(About this exercise):
Every line below from the one containing "92L295 107L309 110L321" through the one containing "negative clicks: (1117, 662) (1107, 536)" must be transcribed exactly. Omit all lines outside that stretch.

Collected data:
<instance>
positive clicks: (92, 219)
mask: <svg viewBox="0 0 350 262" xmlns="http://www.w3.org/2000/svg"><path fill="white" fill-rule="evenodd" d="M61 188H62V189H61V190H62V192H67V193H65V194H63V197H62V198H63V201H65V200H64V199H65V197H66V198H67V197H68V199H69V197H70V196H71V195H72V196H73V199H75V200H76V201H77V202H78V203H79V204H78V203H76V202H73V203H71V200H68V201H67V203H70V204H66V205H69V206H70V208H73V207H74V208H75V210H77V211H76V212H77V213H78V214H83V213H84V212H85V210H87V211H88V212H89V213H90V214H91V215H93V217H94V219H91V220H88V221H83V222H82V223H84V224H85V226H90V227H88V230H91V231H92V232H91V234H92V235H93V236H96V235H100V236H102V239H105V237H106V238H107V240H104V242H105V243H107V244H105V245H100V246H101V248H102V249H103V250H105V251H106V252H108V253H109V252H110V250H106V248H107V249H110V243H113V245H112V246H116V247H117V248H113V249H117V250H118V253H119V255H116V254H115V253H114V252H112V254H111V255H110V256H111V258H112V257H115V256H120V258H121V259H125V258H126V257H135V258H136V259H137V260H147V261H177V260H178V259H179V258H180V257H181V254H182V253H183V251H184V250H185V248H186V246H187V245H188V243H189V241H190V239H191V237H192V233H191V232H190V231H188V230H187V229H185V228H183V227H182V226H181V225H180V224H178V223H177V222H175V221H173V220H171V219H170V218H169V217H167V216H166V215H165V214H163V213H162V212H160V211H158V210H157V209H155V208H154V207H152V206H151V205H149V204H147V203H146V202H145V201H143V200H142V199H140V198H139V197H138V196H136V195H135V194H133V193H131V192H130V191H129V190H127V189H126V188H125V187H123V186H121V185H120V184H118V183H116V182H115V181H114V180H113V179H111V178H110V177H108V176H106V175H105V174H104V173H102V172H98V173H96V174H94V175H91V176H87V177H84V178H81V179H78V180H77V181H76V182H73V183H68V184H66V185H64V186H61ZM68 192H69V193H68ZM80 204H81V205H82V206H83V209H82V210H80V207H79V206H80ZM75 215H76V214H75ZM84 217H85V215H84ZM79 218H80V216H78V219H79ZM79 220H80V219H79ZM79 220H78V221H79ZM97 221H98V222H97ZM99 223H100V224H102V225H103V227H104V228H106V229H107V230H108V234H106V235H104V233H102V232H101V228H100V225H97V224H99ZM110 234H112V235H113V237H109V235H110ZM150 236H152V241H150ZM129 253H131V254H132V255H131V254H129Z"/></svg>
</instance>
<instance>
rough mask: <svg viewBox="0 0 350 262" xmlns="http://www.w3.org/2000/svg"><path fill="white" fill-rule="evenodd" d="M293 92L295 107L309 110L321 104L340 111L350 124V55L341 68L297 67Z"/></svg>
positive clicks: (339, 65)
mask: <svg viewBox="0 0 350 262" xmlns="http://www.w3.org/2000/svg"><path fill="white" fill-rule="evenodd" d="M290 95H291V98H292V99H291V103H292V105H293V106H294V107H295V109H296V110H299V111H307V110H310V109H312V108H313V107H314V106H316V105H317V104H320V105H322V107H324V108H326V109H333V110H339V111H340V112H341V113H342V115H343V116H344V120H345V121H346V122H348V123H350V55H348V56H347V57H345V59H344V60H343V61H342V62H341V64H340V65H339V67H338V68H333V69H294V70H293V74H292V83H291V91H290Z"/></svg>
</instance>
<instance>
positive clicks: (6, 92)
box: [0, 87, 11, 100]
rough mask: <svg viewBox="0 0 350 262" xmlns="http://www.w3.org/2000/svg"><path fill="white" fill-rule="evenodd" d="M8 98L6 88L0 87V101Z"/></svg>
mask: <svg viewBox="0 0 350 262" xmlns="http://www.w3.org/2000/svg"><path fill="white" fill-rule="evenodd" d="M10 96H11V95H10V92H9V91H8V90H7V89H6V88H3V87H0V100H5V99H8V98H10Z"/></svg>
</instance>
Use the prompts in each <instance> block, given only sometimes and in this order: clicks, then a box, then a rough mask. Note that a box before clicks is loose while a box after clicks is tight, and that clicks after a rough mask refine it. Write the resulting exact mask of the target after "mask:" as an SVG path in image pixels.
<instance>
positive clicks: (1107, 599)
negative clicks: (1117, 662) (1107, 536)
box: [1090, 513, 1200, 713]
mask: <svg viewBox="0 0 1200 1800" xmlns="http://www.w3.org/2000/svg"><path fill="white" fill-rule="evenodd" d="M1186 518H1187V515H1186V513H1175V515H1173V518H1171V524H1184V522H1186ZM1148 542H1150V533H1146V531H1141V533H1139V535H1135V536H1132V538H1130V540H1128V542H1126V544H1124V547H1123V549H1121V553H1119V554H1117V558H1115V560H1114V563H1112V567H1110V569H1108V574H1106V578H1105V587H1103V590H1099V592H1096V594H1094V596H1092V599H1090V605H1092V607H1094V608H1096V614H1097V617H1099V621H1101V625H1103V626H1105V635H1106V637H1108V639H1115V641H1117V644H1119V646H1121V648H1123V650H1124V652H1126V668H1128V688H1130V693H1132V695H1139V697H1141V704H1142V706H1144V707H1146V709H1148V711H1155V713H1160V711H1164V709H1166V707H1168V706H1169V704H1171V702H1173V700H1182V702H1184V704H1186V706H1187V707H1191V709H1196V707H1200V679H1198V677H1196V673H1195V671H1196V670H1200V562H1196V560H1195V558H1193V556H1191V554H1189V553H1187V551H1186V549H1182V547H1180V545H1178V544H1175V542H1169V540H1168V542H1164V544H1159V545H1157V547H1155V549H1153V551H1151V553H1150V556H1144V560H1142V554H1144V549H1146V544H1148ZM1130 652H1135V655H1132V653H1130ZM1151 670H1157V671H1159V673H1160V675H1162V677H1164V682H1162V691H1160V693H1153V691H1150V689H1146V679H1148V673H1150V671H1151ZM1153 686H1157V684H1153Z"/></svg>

(Response):
rough mask: <svg viewBox="0 0 350 262" xmlns="http://www.w3.org/2000/svg"><path fill="white" fill-rule="evenodd" d="M293 92L295 107L309 110L321 104L340 111L350 124V55L341 68L297 67Z"/></svg>
positive clicks: (339, 65)
mask: <svg viewBox="0 0 350 262" xmlns="http://www.w3.org/2000/svg"><path fill="white" fill-rule="evenodd" d="M290 95H291V98H292V99H291V103H292V105H293V106H294V107H295V109H296V110H299V111H307V110H310V109H312V108H313V107H314V106H316V105H317V104H320V105H322V107H324V108H326V109H333V110H339V111H340V112H341V113H342V115H343V116H344V120H345V121H346V122H348V123H350V55H348V56H347V57H345V59H344V60H343V61H342V62H341V64H340V65H339V67H338V68H333V69H294V70H293V74H292V83H291V91H290Z"/></svg>
</instance>
<instance>
positive clicks: (6, 92)
box: [0, 87, 11, 100]
rough mask: <svg viewBox="0 0 350 262" xmlns="http://www.w3.org/2000/svg"><path fill="white" fill-rule="evenodd" d="M8 98L6 88L0 87V101Z"/></svg>
mask: <svg viewBox="0 0 350 262" xmlns="http://www.w3.org/2000/svg"><path fill="white" fill-rule="evenodd" d="M10 96H11V95H10V92H9V91H8V90H7V89H6V88H3V87H0V100H5V99H8V98H10Z"/></svg>
</instance>
Use the prompts in each <instance> block, given only sometimes and in this order: clicks, then a box, then a rough mask. Note that a box before clicks is loose while a box after clicks is tight, and that clicks after a rough mask refine it. Write the resulting exact mask of the target after "mask:" as an SVG path in image pixels.
<instance>
positive clicks: (1107, 599)
negative clicks: (1117, 662) (1107, 536)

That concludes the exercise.